## START GIVEN PASSAGE

I'm very used to calculating the flux of a vector field in cartesian coordinates, but I'm still getting tripped up when it comes to spherical or cylindrical coordinates. I was given the vector field:

$\vec{F} = \frac{r\hat{e_r}}{(r^2+a^2)^{1/2}}$

and the spherical surface

$r = \sqrt{3}a$.

From what I understand, the vector field is essentially a form of

$\vec{F}(r, \theta, \phi) = <\frac{r}{(r^2+a^2)^{1/2}}, 0, 0>$

And from this, I would find

$\int \int_S \vec{F}\cdot \hat{n}$

Is that understanding correct? I mainly need help for the surface integrals, but anything to further my understanding is very welcome.

Thank you.

My attempt to continue the problem is by first using the unit vector, $\hat{n} = \hat{e_r}$ and taking the dot product of $\vec{F}\cdot \hat{n} = \frac{r}{(r^2+a^2)^{1/2}}$.

## END GIVEN PASSAGE
## START DATA SHOWN

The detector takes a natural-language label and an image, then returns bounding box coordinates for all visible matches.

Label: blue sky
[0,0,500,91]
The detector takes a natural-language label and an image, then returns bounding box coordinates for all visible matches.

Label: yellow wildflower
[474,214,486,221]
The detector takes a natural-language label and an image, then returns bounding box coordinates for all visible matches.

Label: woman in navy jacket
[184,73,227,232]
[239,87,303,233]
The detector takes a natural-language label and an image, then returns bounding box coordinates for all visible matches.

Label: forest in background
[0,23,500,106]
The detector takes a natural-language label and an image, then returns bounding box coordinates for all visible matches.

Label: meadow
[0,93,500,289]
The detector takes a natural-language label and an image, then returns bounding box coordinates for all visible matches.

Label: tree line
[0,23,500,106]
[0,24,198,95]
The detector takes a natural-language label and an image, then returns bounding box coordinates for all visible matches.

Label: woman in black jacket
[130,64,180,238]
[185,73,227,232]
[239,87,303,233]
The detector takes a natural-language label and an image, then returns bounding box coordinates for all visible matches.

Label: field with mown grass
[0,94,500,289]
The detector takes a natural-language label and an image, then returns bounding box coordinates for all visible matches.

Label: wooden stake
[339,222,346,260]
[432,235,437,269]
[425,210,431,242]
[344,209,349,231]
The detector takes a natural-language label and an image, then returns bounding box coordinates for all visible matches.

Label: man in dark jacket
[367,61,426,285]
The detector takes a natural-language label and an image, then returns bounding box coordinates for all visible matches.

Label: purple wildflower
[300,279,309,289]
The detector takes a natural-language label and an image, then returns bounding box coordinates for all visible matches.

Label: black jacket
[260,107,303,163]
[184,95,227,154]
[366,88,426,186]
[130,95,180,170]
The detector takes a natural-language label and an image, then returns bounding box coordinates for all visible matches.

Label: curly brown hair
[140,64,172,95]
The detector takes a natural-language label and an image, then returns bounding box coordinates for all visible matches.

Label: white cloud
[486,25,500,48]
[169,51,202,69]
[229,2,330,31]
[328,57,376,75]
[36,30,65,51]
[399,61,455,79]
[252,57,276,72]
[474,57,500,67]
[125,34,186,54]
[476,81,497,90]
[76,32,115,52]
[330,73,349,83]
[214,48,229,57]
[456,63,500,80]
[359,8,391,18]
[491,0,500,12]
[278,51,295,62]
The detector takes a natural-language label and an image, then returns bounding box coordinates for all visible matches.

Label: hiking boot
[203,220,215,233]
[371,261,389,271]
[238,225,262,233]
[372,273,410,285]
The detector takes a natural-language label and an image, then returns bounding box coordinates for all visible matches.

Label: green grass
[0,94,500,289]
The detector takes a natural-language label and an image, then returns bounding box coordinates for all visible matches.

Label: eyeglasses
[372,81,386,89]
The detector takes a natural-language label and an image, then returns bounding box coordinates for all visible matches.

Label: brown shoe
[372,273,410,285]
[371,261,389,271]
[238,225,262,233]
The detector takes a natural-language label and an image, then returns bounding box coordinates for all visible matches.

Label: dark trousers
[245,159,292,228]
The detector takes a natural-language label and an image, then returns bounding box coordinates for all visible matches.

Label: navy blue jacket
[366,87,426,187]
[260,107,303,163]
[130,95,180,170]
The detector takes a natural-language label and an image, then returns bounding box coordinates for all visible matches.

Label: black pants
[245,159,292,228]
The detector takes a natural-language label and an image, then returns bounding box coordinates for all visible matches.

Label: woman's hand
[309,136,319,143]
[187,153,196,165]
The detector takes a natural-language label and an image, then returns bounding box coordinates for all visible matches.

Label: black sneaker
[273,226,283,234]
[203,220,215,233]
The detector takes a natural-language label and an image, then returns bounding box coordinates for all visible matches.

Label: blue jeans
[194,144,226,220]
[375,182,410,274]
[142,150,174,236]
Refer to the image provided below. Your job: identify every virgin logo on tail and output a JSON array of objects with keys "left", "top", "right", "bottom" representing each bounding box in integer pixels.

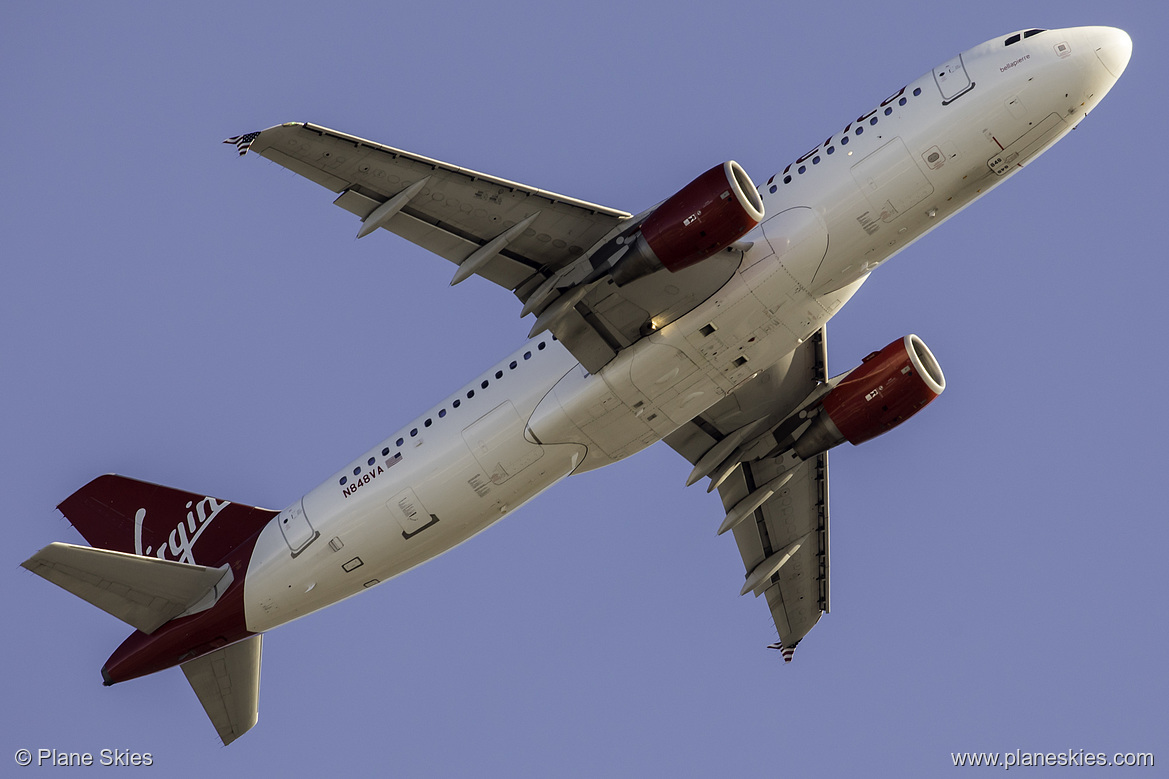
[{"left": 134, "top": 496, "right": 231, "bottom": 565}]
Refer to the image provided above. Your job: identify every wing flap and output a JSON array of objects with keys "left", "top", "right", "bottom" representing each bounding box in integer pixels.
[
  {"left": 21, "top": 543, "right": 233, "bottom": 634},
  {"left": 665, "top": 328, "right": 830, "bottom": 660},
  {"left": 182, "top": 635, "right": 264, "bottom": 746}
]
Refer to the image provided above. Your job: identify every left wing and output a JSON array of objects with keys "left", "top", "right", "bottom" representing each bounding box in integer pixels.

## END DATA SHOWN

→ THE TASKS:
**A.** In the forum post, what is the equation of the spherical surface?
**B.** Can you reproduce the records from their first line through the line containing "[0,93,500,289]", inclusive, with the requests, increasing every bounding box coordinate in the answers by 111? Return only those lines.
The forum post and the records are unrelated material.

→ ANSWERS BY TASK:
**A.** $r = \sqrt{3}a$

**B.**
The detector takes a natural-language label and an image, then returns bounding box coordinates for all visible matches.

Label: blue sky
[111,111,611,202]
The detector takes a natural-language label and an image, then returns bounding box coordinates for all visible matches.

Label: yellow wildflower
[585,325,597,332]
The detector takes a natural-language label and an image, then returns bounding box coordinates for all visible matches.

Label: woman in navy jacket
[295,184,338,343]
[350,198,414,344]
The detector takes a natural-language label and an image, then returns bounding box coordinates for all visible matches.

Label: forest in background
[111,134,611,217]
The detector takes a natural-language label and an image, then returns bounding box coordinates for all visible matches.

Label: meadow
[111,204,611,400]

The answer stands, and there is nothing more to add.